Rewrite the data below, replacing "automated pipeline" with "detection software" wherever it occurs and changing nothing else. Omit the pictures from your answer.

[Begin Records]

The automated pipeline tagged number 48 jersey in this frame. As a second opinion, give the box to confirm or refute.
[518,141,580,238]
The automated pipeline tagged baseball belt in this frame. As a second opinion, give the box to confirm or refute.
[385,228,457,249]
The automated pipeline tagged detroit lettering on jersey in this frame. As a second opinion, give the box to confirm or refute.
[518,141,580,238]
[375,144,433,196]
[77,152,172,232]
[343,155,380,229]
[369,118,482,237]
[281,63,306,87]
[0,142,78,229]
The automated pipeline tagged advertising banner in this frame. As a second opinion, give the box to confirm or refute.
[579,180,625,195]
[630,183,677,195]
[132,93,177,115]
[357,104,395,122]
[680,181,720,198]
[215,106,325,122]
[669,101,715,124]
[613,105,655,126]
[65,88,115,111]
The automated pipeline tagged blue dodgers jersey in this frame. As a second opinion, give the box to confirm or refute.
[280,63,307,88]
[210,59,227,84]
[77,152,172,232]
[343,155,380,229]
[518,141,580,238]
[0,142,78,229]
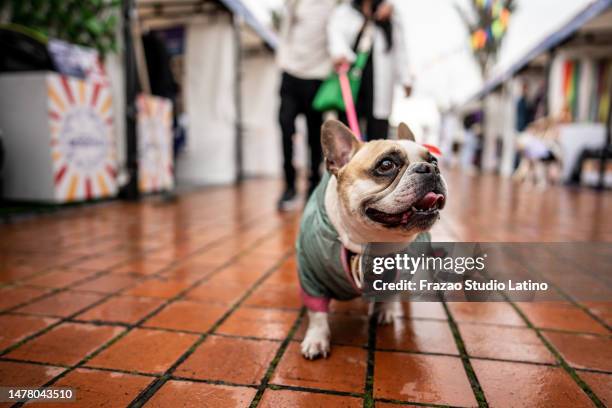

[End Records]

Task response:
The detection software tagged number 48 jersey in this frame. As a second opinion, give the box to confirm or refute.
[518,141,580,238]
The detection software tagged baseball belt in this frame. As a second opinion, give the box to confirm or refute.
[385,228,457,249]
The detection software tagged detroit lettering on jersey in this frame. As a second opinion, give the box to confirm or refute.
[518,141,580,238]
[375,144,433,196]
[77,152,172,232]
[343,155,380,229]
[369,118,482,237]
[281,63,306,87]
[0,142,78,229]
The detection software tagged advertising banner in this frame. As a second opinion, give the box to confirm or refute.
[579,180,625,195]
[630,183,677,195]
[132,93,177,115]
[357,104,395,122]
[680,181,720,198]
[215,106,325,122]
[669,101,715,124]
[613,105,655,126]
[65,88,115,111]
The detection software tagged blue dodgers jersey in this frame. As a second opinion, give the box to confirm or refute.
[280,63,307,88]
[210,59,227,84]
[77,152,172,232]
[343,155,380,229]
[518,141,580,238]
[0,142,78,229]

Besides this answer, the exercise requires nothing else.